TEXT UNDER STUDY
· · · · ·
It was the perfect day. Calm and sunny; ideal for open canoeing. It also meant that there were no restrictions on where we could go, so the group decided that a three islands trek was on.
The first visit was to Inchloanaig to view the ancient Yew trees planted under the orders of Robert the Bruce. The second was to Inchcailloch to visit the old lodge house owned by the Colquhoun family and to try and find one of the elusive Loch Lomond wallabies!
Finally the group paddled over to Inchtavannach and enjoyed a wild food foraging before returning to Luss.
It was an excellent safari paddle, taking in a wide variety of local heritage interest too.
Thursday 4th August 2016
Two families comprising 3 adults, 4 young people and Dylan the dog joined Hidden Adventures today for a canoe trip on Loch Lomond. Dylan was very interested in our preparations and had a shot in one of the boats on dry land, but he decided in the end that it wasn't for him and went for a sleep while we went for a paddle.
We set off from the Luss Hotel in doubles canoes and after paddling down the West shore of Loch Lomond we stopped to brew some tea and hot chocolate. As the wind was picking up, we built 2 rafts from our canoes and worked as 2 teams to paddle our craft across to Inch Tavannach. On the island we found a few edible plants and tried Wood Sorrel and Blaeberries. At different points on the island and on the journey back, there were conversations about the Highland fault line running down from Conic Hill over the islands, Ben Lomond the most southerly Scottish Munro and how the hill got its name, the origins of Luss village and the recent history of Inch Connachan and the Colquhoun family.
We paddled back to Luss in our rafted canoes, in a strong headwind but with the sun warm on our faces and the sound of bagpipes drifting over the water to welcome us back as a wedding took place on the Luss waterfront.
Friday 8th July was a great day out with a local group (Glasgow) from Luss to two of Loch Lomond’s many islands. On the first we found out about the uses of Sphangnum Moss, Horse’s Hoof Fungi and some of nature’s own medicines as well as collecting and tasting Blaeberries, Wood Sorrel and Pine needles (not so pleasant). On the second we searched in vain for sight of the island’s few remaining wallabies, and discovered some of the history of the island and it’s inhabitants. A strong headwind on the way home meant that all the paddling skills developed in the morning were put to good use and we were even treated to some warm and sunny spells on our return journey too.
· · · · ·
(Saved entries)
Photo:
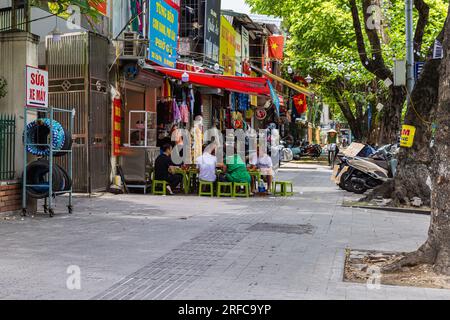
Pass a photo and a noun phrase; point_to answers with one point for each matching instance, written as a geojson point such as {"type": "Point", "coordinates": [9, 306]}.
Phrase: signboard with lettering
{"type": "Point", "coordinates": [212, 30]}
{"type": "Point", "coordinates": [227, 57]}
{"type": "Point", "coordinates": [407, 136]}
{"type": "Point", "coordinates": [238, 60]}
{"type": "Point", "coordinates": [36, 88]}
{"type": "Point", "coordinates": [163, 33]}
· · · · ·
Please continue the account of canoe trips on Loch Lomond from where it stops.

The 4th of October 2015 I enjoyed an excellent safari with seven new clients.
After a relaxing coffee at the Lodge on loch Lomond Hotel, where we discussed what to look forward to, we set off in our canoes to Inch Tavannach. We explored the north end of the island talking about wild foodstuffs and capercaillies which used to frequent the island during the mating season. After this we climbed Tom-na Clag to appreciate the southern views from the summit.
A short paddle to the next island allowed us to explore the site of the old Lodge House and undertake a Wallaby trek……Were we successful in spotting one? Well that’s our little secret!
The intrepid group set off down the narrows and visited honeymoon bay on Inch Moan before heading back to Luss.
All had a wonderful day out learning much about the history and heritage of Loch Lomond.
Rafted together at Luss
The group at Honeymoon Bay
Places: Luss, Inch Tavannach, Inch Connachan, Inch Moan
Fauna: Cormorant, Mute Swan, Malard Ducks, Wallaby
Flora: Blaeberry, Wood sorrel, Horse's Hoof Fungi, Hawthorn, Western Atlantic Oak
Could a family of 18 French people, here in Scotland to celebrate a 50th birthday, enjoy themselves in the pouring rain driven by gale force winds? Of course they could!!
That’s just what happened on the 12th of September! The hope had been to climb Connich Hill at Balmaha in the morning and then canoe to Inchcailloch for lunch. But the weather was too rough for canoeing and plans had to change.
It was decided to visit Inchcailloch by Macfarlane’s ferry first and the party duly set off.
The first location visited was the ancient graveyard where many of the area’s clan chiefs were interned. We then took the northern path to Port Bawn where, regardless of the rain, the group posed for pictures (see below). Some also went to the Ranger’s hut, to listen for bats which nestle in amongst the wooden panels on the outer walls.
Learning about flora and fauna as they progressed, the group climbed to the top of the island to see the view over the Loch and along the Highland Boundary Fault line.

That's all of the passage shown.